• Given problem: Lay out everything from the line containing "of the mossy" down to the last of the lines below as a numbered list, leaving out any blank lines.

• Dataset lines on where objects are located:
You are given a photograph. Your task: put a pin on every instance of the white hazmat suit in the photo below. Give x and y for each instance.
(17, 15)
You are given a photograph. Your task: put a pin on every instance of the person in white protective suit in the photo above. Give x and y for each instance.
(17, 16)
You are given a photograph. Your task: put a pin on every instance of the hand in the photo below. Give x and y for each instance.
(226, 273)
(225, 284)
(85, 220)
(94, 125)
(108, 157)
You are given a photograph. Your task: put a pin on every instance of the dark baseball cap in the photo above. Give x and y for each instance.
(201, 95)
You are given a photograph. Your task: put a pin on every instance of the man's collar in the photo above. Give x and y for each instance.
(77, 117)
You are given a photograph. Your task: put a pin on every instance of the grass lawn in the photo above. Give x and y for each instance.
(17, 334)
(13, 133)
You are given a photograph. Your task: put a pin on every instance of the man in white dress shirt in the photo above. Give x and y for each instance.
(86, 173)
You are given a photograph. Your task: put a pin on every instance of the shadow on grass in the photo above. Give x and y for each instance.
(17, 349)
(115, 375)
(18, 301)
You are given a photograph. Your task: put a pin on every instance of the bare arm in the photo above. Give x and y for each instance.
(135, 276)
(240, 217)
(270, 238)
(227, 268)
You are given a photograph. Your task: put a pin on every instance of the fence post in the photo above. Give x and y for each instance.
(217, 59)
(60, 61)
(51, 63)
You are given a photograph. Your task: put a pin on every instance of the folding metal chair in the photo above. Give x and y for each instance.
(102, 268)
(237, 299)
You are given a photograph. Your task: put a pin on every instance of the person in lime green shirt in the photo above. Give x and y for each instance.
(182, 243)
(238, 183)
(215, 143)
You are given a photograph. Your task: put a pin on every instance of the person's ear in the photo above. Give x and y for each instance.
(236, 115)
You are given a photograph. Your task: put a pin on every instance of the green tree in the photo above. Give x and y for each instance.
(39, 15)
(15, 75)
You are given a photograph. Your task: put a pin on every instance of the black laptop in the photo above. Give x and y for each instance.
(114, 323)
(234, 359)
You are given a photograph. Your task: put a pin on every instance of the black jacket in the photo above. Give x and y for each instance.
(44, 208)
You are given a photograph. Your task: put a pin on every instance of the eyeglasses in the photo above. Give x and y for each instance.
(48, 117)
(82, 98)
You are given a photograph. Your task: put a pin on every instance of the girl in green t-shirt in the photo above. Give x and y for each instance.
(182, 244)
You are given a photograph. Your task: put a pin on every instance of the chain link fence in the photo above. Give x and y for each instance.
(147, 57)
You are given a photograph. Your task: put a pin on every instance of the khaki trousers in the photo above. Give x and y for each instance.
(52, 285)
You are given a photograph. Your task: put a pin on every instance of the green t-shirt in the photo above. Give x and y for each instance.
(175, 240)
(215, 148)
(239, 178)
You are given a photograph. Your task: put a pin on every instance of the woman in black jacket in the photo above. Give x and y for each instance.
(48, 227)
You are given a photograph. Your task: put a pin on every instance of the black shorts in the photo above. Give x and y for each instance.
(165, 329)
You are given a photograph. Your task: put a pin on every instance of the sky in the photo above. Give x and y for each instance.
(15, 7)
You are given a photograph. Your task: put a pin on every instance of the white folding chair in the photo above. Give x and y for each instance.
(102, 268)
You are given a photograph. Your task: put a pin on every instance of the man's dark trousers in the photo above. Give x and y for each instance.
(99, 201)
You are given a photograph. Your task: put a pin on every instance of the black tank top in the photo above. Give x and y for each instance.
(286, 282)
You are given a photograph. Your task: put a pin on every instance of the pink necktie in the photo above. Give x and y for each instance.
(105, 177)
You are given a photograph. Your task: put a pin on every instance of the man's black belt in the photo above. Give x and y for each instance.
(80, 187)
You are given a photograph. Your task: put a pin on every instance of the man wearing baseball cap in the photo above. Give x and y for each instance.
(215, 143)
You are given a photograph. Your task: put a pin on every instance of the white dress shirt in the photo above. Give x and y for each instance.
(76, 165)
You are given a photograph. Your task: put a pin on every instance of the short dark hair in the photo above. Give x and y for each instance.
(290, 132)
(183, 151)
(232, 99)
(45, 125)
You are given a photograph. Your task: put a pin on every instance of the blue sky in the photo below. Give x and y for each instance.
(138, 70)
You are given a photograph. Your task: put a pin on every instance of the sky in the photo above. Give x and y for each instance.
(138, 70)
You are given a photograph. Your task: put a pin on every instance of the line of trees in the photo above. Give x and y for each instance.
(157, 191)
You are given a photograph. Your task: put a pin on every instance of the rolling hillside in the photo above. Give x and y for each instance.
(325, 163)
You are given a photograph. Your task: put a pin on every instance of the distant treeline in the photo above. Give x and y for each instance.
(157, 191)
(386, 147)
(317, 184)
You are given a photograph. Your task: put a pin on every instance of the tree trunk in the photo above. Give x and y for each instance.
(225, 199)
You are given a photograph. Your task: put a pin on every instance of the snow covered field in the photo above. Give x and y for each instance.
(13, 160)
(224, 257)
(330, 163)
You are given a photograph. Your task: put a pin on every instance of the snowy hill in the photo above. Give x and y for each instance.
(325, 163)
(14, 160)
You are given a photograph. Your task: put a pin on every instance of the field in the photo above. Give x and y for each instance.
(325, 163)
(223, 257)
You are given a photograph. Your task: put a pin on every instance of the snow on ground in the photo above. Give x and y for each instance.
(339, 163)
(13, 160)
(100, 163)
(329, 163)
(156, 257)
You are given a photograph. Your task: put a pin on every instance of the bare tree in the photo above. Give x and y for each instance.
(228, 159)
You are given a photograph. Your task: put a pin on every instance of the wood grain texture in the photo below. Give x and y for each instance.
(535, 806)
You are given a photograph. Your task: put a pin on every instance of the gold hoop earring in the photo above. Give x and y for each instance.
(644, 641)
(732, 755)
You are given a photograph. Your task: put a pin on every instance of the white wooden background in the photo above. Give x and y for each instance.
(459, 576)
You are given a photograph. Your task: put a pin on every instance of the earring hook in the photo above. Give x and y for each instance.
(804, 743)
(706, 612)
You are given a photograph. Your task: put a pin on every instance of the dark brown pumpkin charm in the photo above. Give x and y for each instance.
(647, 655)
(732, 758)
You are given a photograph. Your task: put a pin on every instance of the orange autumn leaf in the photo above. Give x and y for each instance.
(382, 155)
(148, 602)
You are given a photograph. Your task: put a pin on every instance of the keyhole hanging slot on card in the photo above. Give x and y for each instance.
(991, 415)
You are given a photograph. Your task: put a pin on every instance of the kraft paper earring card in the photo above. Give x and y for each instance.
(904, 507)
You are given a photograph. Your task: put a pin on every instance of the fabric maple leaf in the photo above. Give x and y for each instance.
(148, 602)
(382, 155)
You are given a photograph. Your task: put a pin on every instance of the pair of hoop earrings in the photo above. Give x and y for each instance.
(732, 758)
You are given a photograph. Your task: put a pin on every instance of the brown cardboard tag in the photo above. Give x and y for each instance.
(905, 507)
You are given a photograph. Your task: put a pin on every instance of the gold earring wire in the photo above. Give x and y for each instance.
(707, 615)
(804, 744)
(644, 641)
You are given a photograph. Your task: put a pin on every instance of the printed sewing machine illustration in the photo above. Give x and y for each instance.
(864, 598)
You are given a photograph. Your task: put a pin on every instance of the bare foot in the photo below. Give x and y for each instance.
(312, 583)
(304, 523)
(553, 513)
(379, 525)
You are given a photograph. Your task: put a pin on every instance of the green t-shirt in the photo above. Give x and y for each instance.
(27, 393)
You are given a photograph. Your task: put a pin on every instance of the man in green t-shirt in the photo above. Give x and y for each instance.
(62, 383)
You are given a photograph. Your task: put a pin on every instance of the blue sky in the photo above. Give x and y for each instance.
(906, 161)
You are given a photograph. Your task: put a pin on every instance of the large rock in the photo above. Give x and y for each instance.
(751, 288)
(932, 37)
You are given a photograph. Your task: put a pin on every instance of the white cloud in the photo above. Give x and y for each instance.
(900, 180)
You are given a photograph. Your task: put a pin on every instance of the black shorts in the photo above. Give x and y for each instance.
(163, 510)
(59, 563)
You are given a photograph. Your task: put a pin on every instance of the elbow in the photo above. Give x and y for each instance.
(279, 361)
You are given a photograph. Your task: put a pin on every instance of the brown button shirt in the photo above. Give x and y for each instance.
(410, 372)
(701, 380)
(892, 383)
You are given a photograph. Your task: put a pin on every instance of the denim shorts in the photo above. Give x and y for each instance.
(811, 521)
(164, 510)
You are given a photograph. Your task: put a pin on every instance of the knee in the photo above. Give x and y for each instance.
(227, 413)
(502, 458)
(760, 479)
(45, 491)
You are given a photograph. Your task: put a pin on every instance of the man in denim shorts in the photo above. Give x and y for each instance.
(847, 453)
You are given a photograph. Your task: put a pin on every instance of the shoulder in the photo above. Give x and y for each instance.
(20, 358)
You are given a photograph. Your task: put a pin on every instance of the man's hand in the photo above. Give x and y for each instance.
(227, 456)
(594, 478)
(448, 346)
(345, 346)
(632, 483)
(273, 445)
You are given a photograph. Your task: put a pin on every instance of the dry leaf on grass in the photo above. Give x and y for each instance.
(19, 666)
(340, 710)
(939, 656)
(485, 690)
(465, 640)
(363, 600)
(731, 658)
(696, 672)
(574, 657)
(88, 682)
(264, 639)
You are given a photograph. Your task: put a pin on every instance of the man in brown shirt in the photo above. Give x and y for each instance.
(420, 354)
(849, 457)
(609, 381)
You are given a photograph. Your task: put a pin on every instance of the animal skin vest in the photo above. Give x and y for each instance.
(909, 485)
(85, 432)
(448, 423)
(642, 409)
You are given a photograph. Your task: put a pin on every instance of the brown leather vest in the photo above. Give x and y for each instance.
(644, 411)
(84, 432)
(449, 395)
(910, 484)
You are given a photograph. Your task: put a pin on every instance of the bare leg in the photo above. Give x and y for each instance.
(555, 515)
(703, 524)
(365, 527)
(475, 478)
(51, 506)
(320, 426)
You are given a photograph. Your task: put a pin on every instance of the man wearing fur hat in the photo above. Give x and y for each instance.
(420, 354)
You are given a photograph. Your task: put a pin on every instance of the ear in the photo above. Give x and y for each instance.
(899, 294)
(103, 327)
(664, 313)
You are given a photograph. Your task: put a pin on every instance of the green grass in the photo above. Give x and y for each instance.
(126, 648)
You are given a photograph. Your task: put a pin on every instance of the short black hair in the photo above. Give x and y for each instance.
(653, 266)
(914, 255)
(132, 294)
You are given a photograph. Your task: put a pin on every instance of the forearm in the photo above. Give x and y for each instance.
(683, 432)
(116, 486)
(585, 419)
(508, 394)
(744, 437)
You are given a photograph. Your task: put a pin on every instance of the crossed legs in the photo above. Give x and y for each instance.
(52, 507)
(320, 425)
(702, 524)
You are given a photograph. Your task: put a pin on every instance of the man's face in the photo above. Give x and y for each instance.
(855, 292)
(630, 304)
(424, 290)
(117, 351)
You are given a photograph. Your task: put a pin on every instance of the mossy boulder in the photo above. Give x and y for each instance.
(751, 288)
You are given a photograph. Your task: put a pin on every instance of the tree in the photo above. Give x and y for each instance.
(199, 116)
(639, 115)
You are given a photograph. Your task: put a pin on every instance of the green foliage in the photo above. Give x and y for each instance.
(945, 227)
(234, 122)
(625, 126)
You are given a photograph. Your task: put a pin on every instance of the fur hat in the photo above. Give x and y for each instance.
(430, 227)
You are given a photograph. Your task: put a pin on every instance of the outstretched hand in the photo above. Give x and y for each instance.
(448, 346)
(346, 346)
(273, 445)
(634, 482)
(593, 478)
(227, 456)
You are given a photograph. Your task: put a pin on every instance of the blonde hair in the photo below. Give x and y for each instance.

• Response:
1. You are given a photograph. Your task: put a pin on every instance of the mossy boulder in the photo above. Give x and y for each instance.
2. (751, 288)
3. You are given a photograph. Your task: put a pin on every instance of the tree in the photo above. Give x and y for each instance.
4. (199, 116)
5. (639, 115)
6. You are given a photograph. Your task: put a pin on every instance of the green foliage in the photo above. Give x and y for each instance.
7. (945, 227)
8. (234, 122)
9. (625, 126)
10. You are given a photograph. Your task: put a pin on every instance of the fur hat in the photo above. Give x and y for each instance.
11. (430, 227)
12. You are given a photograph. Your task: put a pin on every instance of the outstretched hand in the photo above. Give x and y for each instance.
13. (448, 346)
14. (346, 346)
15. (273, 445)
16. (634, 482)
17. (593, 478)
18. (227, 456)
19. You are given a photograph. Your task: put a pin on every instance of the blonde hair in the photo below. Give x and y for each instance.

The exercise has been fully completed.